(Dataset rows)
►
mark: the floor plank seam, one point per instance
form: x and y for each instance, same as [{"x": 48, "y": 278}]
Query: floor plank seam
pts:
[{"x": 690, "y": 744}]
◄
Write out every line of the records again, requests included, and raise each x and y coordinate in the answers by 113.

## The output
mark: the floor plank seam, one point per instance
form: x and y for each instance, same as [{"x": 48, "y": 278}]
Query: floor plank seam
pts:
[{"x": 803, "y": 857}]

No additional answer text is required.